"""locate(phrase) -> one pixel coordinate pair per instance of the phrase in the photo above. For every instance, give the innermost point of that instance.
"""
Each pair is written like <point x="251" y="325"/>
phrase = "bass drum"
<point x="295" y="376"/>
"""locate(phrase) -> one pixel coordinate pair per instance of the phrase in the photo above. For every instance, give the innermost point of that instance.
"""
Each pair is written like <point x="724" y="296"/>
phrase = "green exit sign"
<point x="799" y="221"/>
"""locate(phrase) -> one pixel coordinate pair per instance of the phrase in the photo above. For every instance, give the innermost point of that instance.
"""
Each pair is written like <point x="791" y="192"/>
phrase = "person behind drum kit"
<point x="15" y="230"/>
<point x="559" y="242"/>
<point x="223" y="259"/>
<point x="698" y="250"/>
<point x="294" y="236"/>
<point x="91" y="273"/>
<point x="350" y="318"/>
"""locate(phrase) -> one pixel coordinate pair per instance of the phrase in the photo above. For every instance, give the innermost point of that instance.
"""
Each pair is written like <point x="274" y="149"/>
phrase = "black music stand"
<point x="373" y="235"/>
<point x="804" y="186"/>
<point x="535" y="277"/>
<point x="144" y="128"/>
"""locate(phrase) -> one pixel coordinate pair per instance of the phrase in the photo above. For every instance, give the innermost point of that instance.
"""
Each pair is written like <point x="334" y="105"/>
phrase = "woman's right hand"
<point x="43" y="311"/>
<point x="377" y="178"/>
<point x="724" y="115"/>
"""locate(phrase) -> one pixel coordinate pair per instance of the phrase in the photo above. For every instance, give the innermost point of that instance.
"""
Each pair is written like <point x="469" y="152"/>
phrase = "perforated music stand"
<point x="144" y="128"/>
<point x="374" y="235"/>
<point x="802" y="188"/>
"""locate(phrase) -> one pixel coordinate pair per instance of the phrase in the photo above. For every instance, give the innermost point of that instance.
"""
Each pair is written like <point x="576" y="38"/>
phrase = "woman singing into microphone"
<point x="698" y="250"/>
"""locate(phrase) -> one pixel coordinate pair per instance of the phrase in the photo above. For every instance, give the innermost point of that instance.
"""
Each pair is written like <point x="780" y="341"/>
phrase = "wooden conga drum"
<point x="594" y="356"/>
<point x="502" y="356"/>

• • • •

What is needed:
What is needed here is a word-for-word copy of the whole listing.

Result of this task:
"""locate(phrase) -> one pixel coordinate pair per instance of the phrase in the photo above. For every instance, give the innermost point of that instance.
"""
Each pair is written like <point x="251" y="325"/>
phrase = "bass drum"
<point x="295" y="376"/>
"""locate(phrase) -> one pixel coordinate pair per instance of the phrase in the photo above. For every instance, give the innermost point of that instance.
"""
Each pair is written like <point x="724" y="296"/>
phrase = "green exit sign"
<point x="799" y="221"/>
"""locate(phrase) -> one pixel coordinate pair per instance of the phrase in the photo above. For every instance, give the innermost point of that instance.
"""
Each pair is written like <point x="791" y="192"/>
phrase = "person behind drum kit"
<point x="15" y="230"/>
<point x="559" y="242"/>
<point x="223" y="259"/>
<point x="698" y="250"/>
<point x="294" y="236"/>
<point x="91" y="273"/>
<point x="350" y="318"/>
"""locate(phrase) -> one pixel coordinate pair per instance of the phrase in the photo above. For every instance, give the innermost point of that instance.
"""
Each pair is written like <point x="274" y="149"/>
phrase = "black music stand"
<point x="373" y="235"/>
<point x="804" y="186"/>
<point x="535" y="277"/>
<point x="144" y="128"/>
"""locate(phrase) -> one pixel coordinate pair per instance of the phrase in the photo above. For every instance, give the innermost point of that instance.
"""
Each pair is written like <point x="334" y="105"/>
phrase = "woman's right hand"
<point x="43" y="311"/>
<point x="377" y="178"/>
<point x="724" y="115"/>
"""locate(phrase) -> one pixel coordinate pair per instance of the phrase in the photo above. For every instance, give the innermost point of that instance.
"""
Each pair is written like <point x="469" y="152"/>
phrase = "perforated music stand"
<point x="144" y="128"/>
<point x="374" y="235"/>
<point x="802" y="188"/>
"""locate(phrase) -> one pixel coordinate pair per instance of the phrase in the photo above. For every instance, give the innermost point of that instance.
"""
Each pair is written like <point x="576" y="38"/>
phrase = "woman singing into microphone"
<point x="698" y="250"/>
"""locate(phrase) -> one pixel coordinate pair per instance of the phrase in the photo above. For every instance, give the innermost point of that instance.
"""
Each pair is written like <point x="780" y="341"/>
phrase = "wooden conga drum"
<point x="594" y="356"/>
<point x="502" y="356"/>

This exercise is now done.